What? I don't have a password for this site yet? Then I have to get my computer and generate the password there, because I don't trust "the cloud" with my critical password vault, encrypted or not.
It's so much easier to use OAUTH it's not even a close comparison.
Funnily enough there was a HN post yesterday that looked like a phishing attempt on namecheap accounts:
Gift HN: Unused domain 'appstores.io' with ~11 months registration left
Post your namecheap username and I'll pick someone at
random in 24 hours and push it to the winner.
> The group behind this is using the stored usernames and passwords to simulate a web browser login through fake browser software. This software simulates the actual login process a user would use if they are using Firefox/Safari/Chrome to access their Namecheap account.
So basically PhantomJS? Or is it more sophisticated than that?
Also, this might actually let me see if I'm in the list, since I will get an unsolicited 2FA text if they try my account.
I've seen a huge uptick in spam email the last few days, and although I have no indication that I've been hacked, I feel as though I should probably fear for the worst and aggressively change all my passwords from their current kindergarten security levels. Is there a widely accessible, secure, multi platform, free/libre password manager that is recommendable as easy to use? I reuse passwords because its easy to remember, and I'm hoping there is something out there that is light years better than those I found the last time I tried (2007).
This is a good reminder that we all need to encourage our friends, family, and colleagues to not use the same password everywhere. Almost all of them currently do.
The best solution I've found thus far is getting them to use 1Password or the like. They still only have to remember 1 password, and the browser extensions make it trivial to log in different places. If necessary, buy them the software.
□ □ □ □
What you need to do:
1. Decide whether each statement agrees with the password discussion, answering yes or no and quoting the words that decide it: (a) The first commenter keeps their password vault in the cloud. (b) The domain offered in the gift post has about 11 months of registration left. (c) According to one commenter, almost all of their friends, family, and colleagues use the same password everywhere.
2. Select every line of the entries that contains the word "balcony".
The entries are unrelated to the password discussion.

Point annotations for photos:
□ □ □ □
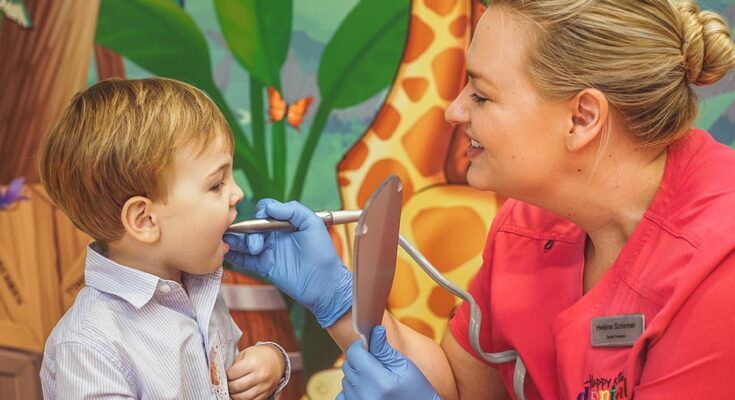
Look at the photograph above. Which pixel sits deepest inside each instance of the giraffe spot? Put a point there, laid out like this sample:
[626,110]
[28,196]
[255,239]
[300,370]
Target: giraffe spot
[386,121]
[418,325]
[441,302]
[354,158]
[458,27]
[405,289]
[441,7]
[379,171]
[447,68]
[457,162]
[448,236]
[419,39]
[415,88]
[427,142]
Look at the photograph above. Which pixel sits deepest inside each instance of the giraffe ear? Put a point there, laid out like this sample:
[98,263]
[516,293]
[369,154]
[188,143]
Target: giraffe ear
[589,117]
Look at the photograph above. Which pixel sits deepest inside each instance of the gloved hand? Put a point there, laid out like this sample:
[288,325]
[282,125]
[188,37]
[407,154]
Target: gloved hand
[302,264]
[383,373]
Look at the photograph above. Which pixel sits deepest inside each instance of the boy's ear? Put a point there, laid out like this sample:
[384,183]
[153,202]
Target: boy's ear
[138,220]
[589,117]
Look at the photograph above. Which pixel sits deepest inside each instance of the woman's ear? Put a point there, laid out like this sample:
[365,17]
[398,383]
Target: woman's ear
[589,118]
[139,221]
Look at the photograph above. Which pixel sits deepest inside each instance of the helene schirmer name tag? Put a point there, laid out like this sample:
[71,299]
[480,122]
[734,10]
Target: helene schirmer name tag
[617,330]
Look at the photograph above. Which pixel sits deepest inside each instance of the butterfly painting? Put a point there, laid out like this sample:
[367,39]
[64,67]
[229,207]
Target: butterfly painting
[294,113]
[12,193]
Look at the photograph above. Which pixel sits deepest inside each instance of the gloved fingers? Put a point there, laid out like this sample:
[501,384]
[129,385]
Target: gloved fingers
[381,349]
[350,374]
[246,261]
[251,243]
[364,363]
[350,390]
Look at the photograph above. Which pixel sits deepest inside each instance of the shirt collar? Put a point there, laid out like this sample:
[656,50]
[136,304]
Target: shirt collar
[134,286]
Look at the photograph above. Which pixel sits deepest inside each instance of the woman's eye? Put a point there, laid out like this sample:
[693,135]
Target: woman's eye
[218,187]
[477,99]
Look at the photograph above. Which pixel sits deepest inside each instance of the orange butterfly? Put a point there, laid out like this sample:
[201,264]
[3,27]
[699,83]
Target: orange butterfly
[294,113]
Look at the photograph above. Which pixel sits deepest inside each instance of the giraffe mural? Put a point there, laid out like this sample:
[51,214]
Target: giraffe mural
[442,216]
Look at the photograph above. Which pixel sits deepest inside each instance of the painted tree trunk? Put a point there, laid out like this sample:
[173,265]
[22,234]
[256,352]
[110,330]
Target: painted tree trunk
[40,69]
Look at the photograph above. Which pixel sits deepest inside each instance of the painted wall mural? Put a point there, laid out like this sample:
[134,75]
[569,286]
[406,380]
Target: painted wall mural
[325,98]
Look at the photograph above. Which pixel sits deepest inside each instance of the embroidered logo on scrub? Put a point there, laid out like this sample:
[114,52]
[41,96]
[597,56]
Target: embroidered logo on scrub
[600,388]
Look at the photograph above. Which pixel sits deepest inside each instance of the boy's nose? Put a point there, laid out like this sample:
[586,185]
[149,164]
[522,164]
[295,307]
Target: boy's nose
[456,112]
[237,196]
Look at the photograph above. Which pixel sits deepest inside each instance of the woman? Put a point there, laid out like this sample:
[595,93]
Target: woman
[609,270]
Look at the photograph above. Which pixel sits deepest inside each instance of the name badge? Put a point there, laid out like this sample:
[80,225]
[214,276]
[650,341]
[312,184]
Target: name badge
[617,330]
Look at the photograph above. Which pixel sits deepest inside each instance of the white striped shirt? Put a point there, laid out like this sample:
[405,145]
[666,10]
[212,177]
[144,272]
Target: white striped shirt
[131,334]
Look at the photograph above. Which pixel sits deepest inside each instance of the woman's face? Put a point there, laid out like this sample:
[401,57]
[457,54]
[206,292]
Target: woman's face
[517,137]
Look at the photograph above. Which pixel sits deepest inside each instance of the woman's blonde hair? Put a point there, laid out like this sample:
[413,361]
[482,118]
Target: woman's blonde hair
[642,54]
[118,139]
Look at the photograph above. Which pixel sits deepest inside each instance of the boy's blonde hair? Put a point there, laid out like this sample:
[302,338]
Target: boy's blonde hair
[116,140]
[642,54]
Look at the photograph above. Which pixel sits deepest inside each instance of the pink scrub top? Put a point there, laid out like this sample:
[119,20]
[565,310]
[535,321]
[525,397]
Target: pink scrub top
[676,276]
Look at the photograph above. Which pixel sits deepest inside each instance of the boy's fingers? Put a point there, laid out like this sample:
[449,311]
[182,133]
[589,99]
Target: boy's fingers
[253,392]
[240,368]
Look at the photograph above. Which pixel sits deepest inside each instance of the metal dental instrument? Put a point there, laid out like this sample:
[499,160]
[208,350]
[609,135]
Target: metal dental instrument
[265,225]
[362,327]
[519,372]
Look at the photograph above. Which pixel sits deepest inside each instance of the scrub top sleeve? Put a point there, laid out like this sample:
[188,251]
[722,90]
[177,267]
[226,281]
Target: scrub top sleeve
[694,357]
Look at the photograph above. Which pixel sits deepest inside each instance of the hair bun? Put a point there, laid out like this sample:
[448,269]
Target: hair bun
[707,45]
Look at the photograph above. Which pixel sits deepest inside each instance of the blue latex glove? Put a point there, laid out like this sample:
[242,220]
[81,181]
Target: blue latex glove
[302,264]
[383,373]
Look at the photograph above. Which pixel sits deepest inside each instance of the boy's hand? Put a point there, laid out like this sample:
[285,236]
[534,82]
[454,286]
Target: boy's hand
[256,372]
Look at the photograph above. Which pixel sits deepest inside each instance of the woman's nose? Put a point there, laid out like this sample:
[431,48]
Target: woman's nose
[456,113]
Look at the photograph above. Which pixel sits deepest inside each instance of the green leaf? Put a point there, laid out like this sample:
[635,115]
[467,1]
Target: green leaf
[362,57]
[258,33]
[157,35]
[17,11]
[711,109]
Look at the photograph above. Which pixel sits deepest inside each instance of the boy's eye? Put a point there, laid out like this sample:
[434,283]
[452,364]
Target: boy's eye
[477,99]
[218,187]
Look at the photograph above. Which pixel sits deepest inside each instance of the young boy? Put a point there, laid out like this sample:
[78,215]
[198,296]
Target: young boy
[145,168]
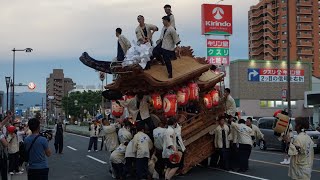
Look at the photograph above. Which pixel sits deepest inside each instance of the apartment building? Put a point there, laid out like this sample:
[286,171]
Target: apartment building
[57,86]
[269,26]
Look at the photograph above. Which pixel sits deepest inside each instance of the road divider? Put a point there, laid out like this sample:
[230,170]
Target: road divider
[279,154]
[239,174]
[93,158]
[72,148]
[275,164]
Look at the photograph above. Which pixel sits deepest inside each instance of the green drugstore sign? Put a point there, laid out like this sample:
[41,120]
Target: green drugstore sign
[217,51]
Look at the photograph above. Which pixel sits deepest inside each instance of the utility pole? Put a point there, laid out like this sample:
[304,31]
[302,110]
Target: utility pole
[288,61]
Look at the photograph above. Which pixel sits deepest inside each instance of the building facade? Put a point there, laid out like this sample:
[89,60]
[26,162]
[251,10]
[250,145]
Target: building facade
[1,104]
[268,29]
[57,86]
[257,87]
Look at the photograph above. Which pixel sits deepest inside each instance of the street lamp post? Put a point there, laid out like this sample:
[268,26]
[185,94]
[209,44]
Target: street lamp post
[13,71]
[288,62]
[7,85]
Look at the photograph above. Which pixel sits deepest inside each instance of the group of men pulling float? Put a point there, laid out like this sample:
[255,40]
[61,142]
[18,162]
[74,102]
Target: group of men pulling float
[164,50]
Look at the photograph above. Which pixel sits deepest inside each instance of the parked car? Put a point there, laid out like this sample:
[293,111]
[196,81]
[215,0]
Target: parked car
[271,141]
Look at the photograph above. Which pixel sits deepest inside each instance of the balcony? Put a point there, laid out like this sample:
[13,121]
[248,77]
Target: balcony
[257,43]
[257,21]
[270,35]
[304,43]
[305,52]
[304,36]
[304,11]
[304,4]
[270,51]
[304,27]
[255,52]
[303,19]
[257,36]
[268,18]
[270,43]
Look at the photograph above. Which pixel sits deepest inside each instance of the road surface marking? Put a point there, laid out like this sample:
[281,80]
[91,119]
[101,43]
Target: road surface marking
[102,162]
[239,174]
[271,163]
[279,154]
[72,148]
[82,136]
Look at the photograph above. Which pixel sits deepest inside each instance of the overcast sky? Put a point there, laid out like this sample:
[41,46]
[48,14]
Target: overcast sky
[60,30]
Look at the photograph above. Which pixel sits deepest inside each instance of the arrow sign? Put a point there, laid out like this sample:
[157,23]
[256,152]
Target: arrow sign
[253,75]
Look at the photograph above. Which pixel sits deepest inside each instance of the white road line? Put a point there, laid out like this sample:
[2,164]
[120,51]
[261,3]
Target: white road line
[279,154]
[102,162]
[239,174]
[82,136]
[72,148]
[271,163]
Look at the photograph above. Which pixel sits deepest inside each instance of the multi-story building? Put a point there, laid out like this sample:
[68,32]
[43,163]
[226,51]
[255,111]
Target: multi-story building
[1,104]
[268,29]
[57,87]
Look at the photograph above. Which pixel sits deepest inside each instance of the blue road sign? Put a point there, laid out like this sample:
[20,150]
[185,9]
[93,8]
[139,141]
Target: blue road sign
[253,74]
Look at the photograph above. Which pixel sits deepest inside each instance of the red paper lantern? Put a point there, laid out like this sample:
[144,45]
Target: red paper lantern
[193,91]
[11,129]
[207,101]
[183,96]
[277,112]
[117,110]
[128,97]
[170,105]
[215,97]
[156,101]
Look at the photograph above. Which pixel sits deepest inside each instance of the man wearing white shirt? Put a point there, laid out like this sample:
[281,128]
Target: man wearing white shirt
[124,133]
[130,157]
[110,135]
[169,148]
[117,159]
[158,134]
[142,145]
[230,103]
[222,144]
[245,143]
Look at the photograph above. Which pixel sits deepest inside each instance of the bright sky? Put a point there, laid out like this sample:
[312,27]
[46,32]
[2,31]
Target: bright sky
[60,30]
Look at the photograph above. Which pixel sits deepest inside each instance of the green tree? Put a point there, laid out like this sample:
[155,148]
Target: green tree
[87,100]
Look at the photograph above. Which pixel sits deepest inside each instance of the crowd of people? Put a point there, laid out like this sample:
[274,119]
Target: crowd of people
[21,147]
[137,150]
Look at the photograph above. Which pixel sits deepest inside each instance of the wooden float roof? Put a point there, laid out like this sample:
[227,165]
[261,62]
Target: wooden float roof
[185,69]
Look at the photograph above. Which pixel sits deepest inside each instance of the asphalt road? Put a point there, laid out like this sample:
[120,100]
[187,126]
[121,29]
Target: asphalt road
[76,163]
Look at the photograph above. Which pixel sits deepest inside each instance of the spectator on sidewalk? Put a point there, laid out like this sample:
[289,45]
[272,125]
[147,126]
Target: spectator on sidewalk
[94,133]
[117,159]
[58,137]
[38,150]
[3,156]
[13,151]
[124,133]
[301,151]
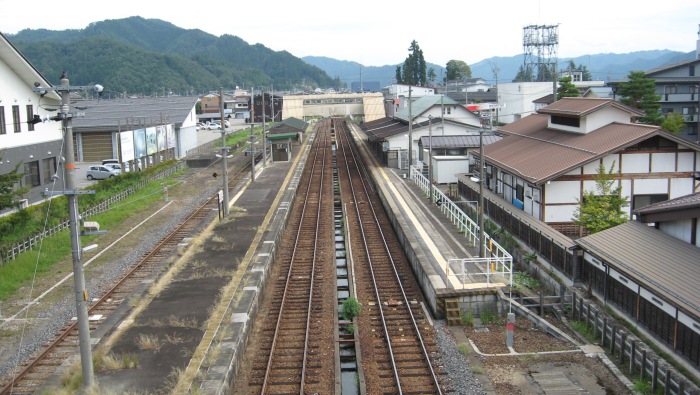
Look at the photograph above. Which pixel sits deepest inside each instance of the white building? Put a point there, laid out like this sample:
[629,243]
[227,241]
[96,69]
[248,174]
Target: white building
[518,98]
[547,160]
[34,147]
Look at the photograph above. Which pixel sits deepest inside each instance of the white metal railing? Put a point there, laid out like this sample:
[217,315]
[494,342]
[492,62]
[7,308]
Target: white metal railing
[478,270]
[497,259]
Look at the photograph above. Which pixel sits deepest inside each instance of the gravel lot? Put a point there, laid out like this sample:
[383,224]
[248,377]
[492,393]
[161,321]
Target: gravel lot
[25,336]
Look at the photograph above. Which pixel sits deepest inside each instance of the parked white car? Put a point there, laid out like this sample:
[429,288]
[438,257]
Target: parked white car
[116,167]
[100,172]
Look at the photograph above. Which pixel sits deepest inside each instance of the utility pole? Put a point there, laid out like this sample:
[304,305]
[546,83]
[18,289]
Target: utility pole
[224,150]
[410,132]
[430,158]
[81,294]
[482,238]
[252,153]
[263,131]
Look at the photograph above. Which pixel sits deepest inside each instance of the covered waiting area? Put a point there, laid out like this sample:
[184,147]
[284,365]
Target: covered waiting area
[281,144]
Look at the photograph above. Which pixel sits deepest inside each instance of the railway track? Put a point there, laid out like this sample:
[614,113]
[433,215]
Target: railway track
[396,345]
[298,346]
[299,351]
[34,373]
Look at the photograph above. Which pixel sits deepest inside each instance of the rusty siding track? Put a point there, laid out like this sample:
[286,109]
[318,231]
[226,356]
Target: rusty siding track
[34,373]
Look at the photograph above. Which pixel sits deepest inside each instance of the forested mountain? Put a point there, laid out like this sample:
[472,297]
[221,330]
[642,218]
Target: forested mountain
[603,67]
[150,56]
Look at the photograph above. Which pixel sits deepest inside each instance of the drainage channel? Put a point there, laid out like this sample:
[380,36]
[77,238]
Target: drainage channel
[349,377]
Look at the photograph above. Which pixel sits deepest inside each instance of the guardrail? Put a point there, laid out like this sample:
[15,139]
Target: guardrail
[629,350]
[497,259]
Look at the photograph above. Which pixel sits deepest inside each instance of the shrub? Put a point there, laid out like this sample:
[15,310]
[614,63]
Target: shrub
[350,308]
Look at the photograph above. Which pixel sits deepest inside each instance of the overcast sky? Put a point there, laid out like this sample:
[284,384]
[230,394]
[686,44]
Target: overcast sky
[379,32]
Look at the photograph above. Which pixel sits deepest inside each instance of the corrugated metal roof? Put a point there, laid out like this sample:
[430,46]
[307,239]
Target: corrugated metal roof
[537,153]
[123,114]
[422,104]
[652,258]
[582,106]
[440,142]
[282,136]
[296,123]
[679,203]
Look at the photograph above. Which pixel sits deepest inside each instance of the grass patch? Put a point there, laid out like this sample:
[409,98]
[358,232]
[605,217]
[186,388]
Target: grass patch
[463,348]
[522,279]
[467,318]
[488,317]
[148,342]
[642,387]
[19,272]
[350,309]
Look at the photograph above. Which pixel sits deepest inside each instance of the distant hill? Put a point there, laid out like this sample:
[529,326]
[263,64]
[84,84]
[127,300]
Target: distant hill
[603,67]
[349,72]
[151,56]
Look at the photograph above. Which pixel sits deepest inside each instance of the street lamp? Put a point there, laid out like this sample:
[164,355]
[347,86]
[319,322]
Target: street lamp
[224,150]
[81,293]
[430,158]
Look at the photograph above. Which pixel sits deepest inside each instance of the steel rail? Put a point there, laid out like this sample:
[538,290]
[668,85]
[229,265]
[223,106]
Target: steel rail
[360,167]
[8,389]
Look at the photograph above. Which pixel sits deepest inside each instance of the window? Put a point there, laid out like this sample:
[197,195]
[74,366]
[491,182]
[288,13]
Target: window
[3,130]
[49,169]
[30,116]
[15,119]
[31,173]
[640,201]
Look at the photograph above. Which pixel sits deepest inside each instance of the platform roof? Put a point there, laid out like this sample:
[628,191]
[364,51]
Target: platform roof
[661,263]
□ □ □ □
Answer set:
1.
(a) No: "I don't trust "the cloud" with my critical password vault, encrypted or not."
(b) Yes: "Unused domain 'appstores.io' with ~11 months registration left"
(c) Yes: "Almost all of them currently do."

2.
Look at the photograph above. Which pixel sits deepest inside each instance of the balcony? Put a point there, laid out like this sample:
Target: balcony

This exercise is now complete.